Spring is the time for awards of all kinds, from academic honors bestowed at commencement ceremonies to plaques and citations given at annual meetings and dinners.
Today, on page one, you’ll find the first in a Sunday series called “Difference Makers” about local people making a difference for the good.
There’s no shortage of such people hereabouts. Open the pages of the paper on almost any day, and you’ll find many people deserving of thanks and praise for helping others or the community at large.
Here are a few worthy of mention from just the past week:
— Methuen High students Scott Yim and Madison Aleksa helped organize the first Methuen Relay for Life, part of a national fundraising effort for cancer research. Last weekend, almost 1,000 people on more than 90 teams turned out for the fifth annual Relay. Yim was there to see the fruits of the seeds he helped plant. “This is no longer our event, but everyone’s in Methuen,” said Yim, a newly minted Harvard grad. Current Methuen High students carry on the tradition. Abby Case, Jake Fabrizio and Laura Quinn co-chaired this year’s event, which brought the total raised to more than $1.2 million.
— Groundwork Lawrence worked for more than a decade to make the Spicket River Greenway a reality and last week officially opened the 3.5-mile “emerald bracelet,” a smaller version of Boston’s famed “Emerald Necklace.” The Greenway incorporates six Lawrence parks, with a seventh to come, and paths for bicyclists and walkers. “It’s amazing to see what was there before and what is there now,” said Heather McMann, executive director of the nonprofit Groundwork Lawrence, which has led an annual cleanup of the Spicket River for 11 years, removing more than 110 tons of debris.
+--
→ **Problem to solve**
List every person the text on local difference makers names in connection with the Methuen Relay for Life.
+--
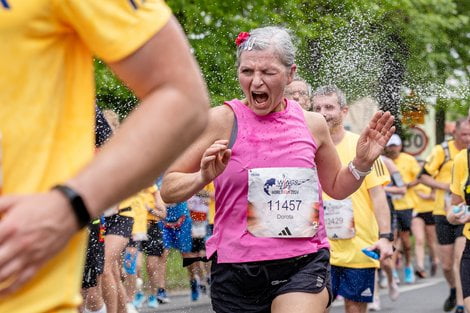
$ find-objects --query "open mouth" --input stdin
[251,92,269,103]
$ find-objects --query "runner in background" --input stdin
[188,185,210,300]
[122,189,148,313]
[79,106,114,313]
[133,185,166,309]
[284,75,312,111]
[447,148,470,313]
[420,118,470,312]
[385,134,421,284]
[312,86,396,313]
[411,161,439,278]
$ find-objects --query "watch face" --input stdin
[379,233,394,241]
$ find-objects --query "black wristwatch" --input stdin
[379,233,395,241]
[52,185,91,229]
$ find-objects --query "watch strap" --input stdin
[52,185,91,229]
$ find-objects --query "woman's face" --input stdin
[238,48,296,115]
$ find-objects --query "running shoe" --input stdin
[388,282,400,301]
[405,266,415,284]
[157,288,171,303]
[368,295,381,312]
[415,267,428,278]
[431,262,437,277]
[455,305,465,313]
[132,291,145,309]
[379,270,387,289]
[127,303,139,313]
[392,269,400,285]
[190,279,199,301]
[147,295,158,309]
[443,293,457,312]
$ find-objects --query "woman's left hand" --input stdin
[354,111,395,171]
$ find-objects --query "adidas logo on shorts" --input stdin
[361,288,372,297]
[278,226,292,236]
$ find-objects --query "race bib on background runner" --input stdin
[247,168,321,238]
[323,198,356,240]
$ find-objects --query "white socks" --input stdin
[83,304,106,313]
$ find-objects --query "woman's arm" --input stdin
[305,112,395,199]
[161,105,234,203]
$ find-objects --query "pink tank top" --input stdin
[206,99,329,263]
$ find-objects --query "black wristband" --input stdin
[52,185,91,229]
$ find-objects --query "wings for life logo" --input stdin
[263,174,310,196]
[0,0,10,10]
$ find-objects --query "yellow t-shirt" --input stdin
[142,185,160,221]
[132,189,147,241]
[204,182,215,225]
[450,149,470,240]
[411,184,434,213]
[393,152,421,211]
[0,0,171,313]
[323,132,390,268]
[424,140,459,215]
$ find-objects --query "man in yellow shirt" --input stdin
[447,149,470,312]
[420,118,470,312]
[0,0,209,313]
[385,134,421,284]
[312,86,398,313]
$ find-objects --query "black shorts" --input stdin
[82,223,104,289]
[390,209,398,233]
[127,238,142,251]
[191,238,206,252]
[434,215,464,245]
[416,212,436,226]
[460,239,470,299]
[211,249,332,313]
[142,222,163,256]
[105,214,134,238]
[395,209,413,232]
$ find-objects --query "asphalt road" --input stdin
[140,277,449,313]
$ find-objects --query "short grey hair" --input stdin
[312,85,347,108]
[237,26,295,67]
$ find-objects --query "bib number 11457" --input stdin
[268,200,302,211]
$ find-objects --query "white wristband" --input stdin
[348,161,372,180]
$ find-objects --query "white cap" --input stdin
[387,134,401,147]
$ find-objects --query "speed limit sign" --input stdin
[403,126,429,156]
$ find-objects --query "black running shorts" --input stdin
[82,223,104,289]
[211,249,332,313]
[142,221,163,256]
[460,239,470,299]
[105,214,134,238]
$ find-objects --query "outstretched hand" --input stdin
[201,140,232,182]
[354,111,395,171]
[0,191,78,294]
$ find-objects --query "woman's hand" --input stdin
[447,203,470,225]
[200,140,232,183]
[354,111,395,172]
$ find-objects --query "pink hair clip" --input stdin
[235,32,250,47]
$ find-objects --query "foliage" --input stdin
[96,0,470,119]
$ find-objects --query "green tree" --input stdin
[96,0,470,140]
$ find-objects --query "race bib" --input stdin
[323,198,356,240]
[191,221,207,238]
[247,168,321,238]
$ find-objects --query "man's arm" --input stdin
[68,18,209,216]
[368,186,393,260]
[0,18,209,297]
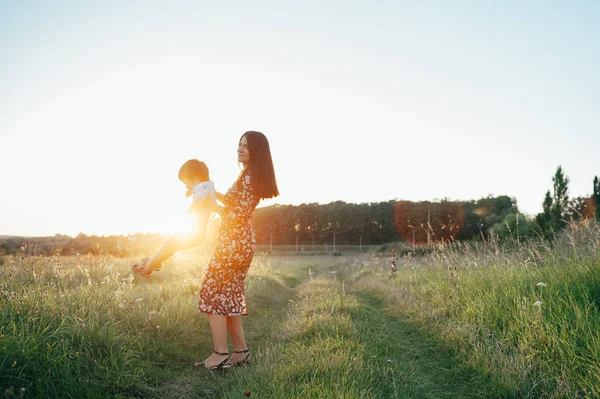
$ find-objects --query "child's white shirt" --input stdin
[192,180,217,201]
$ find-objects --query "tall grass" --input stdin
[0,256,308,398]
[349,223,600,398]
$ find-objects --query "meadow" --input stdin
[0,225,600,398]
+--
→ **Completed exercise**
Scott Yim, Madison Aleksa, Abby Case, Jake Fabrizio, Laura Quinn